[Passage for review — start]

Wednesday, March 26, 2014

The Red Chair

Princess & the Red Chair

We didn't move, not really. But my best guy did bring his painting studio back home, which meant that the TV room had to take over the computer space, which put the computer stuff in my workroom, which… you get the picture. Too little house for too much furniture.

So we've been re-arranging stuff, recycling stuff, selling stuff, and just generally moving stuff along. Including giving stuff away. Some things have been easy to part with, and some have been a lot harder. In the middle range was the Red Chair. The chair that was given to me by college chums and in which I wrote my graduate thesis. It wasn't red then, but at some point it got painted red (Guilty. I confess. I did it.) and brightened up a corner of the small alcove just off the living room. Obviously a great place for a small, furry animal on a sunny afternoon. Like Princess, for example.

Luckily, Jackie and Adrian, with a new home to furnish in Alameda, saved the day and the chair. It's new role is to be Jackie's work chair, assuming that she can ever reclaim it from Mushu…

Mushu & the Red Chair

Photo courtesy of Jacquelyn Frost

Saturday, March 15, 2014

Volunteers of Oakland #3


Gosh, I wish I'd heard about this sooner. I could have lived with so much less garden-guilt. All those little plantlets and no place to put them, so off to the composter they went. Yeah, yeah, I understand that they certainly are useful as compost, but they still had to die.

But now, all those extra plants, bulbs, seedlings, vegetable starts and all that other green stuff can be given a new chance at life at The Plant Exchange on Saturday, March 29th at the First Presbyterian Church in (guess where?) Oakland!

[Passage for review — finish]

Translate this sentence from the blog post about the red chair into Spanish: "Some things have been easy to part with, and some have been a lot harder." The data that come next were drawn from a separate source.

[Given information — start]

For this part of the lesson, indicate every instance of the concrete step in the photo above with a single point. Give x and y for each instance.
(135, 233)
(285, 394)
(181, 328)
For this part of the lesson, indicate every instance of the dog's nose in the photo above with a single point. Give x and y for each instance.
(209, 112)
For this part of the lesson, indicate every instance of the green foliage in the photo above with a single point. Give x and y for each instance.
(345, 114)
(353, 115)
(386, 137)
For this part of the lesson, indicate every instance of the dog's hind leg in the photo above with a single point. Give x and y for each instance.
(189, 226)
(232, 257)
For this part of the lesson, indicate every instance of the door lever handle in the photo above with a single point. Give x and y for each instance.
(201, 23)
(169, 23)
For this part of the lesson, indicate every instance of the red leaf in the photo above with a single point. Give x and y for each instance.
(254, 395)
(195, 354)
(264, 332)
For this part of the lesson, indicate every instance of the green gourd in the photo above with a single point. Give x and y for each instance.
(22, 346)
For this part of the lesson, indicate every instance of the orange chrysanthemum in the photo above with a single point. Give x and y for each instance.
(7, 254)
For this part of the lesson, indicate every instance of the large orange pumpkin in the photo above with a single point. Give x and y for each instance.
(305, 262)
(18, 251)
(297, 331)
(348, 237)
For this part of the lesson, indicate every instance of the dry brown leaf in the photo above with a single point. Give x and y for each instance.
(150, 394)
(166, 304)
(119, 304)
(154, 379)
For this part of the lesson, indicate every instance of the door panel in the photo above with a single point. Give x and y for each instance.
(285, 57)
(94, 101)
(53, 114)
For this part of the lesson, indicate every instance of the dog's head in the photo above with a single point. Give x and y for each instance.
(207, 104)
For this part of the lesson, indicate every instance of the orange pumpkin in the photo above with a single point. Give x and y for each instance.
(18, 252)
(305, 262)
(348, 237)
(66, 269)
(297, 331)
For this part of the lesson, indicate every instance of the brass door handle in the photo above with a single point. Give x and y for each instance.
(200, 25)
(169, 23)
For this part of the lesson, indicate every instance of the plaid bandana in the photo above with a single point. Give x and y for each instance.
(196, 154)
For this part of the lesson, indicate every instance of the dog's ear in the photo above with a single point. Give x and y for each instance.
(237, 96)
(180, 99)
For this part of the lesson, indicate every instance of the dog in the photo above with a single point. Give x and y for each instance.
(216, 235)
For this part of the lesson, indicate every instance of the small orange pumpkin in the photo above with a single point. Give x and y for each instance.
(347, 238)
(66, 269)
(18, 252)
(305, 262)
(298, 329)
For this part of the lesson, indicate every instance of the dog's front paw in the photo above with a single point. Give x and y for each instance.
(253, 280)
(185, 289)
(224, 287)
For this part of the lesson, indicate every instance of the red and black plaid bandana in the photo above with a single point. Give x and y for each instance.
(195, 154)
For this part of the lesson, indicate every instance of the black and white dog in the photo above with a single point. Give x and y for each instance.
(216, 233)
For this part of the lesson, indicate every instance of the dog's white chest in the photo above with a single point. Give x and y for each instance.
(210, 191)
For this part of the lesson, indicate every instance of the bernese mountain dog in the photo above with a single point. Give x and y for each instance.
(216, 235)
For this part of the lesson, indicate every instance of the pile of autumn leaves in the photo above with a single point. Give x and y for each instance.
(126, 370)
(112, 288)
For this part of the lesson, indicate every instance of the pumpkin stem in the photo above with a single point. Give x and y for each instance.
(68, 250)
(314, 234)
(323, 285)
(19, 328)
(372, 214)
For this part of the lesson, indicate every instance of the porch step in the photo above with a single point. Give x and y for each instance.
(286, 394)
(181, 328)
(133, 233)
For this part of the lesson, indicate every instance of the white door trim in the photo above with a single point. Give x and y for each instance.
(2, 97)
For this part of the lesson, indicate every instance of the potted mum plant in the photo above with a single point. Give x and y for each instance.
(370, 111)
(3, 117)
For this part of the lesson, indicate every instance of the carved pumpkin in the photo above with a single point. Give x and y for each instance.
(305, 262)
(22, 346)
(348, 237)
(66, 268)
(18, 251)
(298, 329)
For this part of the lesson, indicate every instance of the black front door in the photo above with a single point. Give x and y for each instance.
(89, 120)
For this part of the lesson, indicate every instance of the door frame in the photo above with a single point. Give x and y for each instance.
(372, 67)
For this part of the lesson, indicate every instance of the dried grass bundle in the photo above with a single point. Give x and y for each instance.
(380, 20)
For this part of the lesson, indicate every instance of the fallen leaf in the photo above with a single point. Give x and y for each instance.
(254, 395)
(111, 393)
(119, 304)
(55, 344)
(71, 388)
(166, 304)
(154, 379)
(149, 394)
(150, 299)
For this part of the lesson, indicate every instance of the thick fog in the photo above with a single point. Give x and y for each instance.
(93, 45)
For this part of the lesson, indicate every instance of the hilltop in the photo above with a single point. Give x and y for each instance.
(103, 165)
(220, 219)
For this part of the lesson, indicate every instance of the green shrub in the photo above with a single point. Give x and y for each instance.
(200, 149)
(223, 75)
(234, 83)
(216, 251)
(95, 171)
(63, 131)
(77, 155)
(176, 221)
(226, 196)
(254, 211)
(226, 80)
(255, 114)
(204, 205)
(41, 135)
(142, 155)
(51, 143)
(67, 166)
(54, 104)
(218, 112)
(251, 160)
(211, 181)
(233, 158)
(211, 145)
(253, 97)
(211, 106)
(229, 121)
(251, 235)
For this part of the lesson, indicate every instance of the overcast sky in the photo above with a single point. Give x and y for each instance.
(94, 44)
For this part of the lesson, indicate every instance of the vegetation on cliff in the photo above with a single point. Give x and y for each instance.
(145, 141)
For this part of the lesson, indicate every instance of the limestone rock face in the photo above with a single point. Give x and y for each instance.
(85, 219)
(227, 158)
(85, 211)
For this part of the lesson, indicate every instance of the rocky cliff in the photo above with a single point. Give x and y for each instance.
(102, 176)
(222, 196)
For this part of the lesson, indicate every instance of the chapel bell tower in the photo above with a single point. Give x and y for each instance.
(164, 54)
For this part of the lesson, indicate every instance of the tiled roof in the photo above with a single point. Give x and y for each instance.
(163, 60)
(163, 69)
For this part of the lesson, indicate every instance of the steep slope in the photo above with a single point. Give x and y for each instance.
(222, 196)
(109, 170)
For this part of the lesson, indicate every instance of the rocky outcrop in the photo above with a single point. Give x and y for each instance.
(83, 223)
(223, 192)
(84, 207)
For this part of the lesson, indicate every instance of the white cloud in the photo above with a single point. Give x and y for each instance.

[Given information — finish]

Your solution
Ha sido fácil desprenderse de algunas cosas, y de otras ha sido mucho más difícil.